The expected output is every record below, transcribed exactly, with the pictures left out.

(Stored dataset items)
■ ■ ■ ■ ■ ■ ■

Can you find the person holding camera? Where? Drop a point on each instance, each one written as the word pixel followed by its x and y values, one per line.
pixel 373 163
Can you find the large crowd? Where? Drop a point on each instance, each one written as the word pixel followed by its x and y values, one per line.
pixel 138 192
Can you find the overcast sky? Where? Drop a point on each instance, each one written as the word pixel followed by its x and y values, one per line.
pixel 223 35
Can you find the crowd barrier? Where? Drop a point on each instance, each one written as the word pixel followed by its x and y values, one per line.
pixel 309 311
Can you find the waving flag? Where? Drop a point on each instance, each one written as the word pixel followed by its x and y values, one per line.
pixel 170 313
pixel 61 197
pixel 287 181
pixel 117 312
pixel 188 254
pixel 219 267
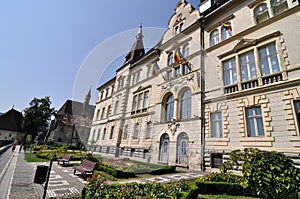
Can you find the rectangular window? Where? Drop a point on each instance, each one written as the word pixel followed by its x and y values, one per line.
pixel 125 134
pixel 169 75
pixel 140 101
pixel 136 131
pixel 230 76
pixel 248 67
pixel 103 113
pixel 216 160
pixel 177 72
pixel 104 132
pixel 149 129
pixel 99 131
pixel 254 119
pixel 134 103
pixel 185 69
pixel 108 111
pixel 111 132
pixel 297 110
pixel 146 99
pixel 116 107
pixel 149 71
pixel 268 59
pixel 216 125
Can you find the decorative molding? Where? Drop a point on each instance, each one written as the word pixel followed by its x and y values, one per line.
pixel 288 97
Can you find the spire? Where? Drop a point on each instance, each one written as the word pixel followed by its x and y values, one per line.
pixel 139 34
pixel 87 99
pixel 137 50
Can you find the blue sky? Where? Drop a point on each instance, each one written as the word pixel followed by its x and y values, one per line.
pixel 45 42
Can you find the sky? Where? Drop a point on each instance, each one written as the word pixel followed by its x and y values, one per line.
pixel 46 45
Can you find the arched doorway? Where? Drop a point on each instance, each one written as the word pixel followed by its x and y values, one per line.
pixel 182 149
pixel 164 148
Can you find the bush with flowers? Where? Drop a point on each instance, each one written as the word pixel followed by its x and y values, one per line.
pixel 97 187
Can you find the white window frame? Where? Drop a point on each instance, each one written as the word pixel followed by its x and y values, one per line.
pixel 256 117
pixel 216 124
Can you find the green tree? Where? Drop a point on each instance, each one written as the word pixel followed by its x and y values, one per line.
pixel 269 174
pixel 37 117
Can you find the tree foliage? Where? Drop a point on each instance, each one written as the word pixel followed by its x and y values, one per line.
pixel 37 117
pixel 269 174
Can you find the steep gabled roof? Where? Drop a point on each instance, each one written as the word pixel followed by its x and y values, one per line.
pixel 11 121
pixel 76 108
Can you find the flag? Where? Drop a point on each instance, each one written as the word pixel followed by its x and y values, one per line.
pixel 155 69
pixel 178 56
pixel 227 26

■ ■ ■ ■ ■ ■ ■

## Solution to this task
Can you find the person holding camera? Where? Drop a point on each instance, each one written as the word pixel followed by its x and y values, one per line.
pixel 373 163
Can you find the large crowd? Where? Drop a point on each instance, each one written as the word pixel followed by its x and y values, one per line.
pixel 138 192
Can you find the overcast sky? Where? Drop a point on each instance, each one written as the word pixel followed by its x and y values, one per line.
pixel 223 35
Can you find the crowd barrier? Where? Drop a point on each instance, each one written as the word pixel followed by its x and y values, one per line.
pixel 309 311
Can you find the waving flag? Where? Drop a point on each instance, each one written as the word pixel followed by its x and y values, one per line.
pixel 170 313
pixel 61 197
pixel 287 181
pixel 117 312
pixel 188 254
pixel 219 267
Can you find the rectangular window? Where? Drop a point on each instance, each one written as the word pixel followed by its x and y values, one per line.
pixel 125 134
pixel 169 75
pixel 140 101
pixel 136 131
pixel 230 76
pixel 248 67
pixel 103 113
pixel 216 160
pixel 177 72
pixel 104 132
pixel 149 129
pixel 99 131
pixel 254 119
pixel 134 103
pixel 185 69
pixel 108 111
pixel 111 132
pixel 297 110
pixel 146 99
pixel 116 107
pixel 149 71
pixel 268 59
pixel 216 125
Can you find the decorative molding? Where? Drop a point on each instance, each one written as the word pixel followed by its x and y values, one per line.
pixel 288 97
Can you find the spire? Where? Drop a point on each instance, each one written as the word pixel followed by its x and y values, one per line.
pixel 139 34
pixel 87 99
pixel 137 50
Can you find the blue sky? Where? Drop a point on each instance, each one written as the word pixel followed by its x and y values, one per line.
pixel 45 42
Can you find the sky? Where? Drop a point on each instance, each one written as the word pixel followed by its x and y values, one per line.
pixel 46 45
Can you find the arched doorway? Where? Drop a point on each instance, each one written as the word pixel followed by its x and y values, one per line.
pixel 182 149
pixel 164 148
Can you find the bush with flowers? Where? Drop a point on each instance, each one written as the word pixel followed by its x and y values, one per line.
pixel 97 187
Can you find the white window frame? Where? Drop a point on each instance, each one written as the word pixel followed by its x and y values, one per line.
pixel 256 117
pixel 216 124
Can you find the green tree? Where? Drop a point on each instance, each one written as the word pixel followed by its x and y values, one per line.
pixel 269 174
pixel 37 117
Can you find the tree foliage? Where? Drop a point on each instance, each one written as the word pixel followed by its x and y values, one per line.
pixel 37 117
pixel 269 174
Can you find the steep gabled roof? Where? Drop a point on each instance, each one written as the word pixel followed by its x and y values, one per line.
pixel 11 121
pixel 76 108
Can you find the flag? Where? Drop a point on each instance, each one written as the word pixel followed by its x and y values, one per line.
pixel 155 69
pixel 178 56
pixel 227 26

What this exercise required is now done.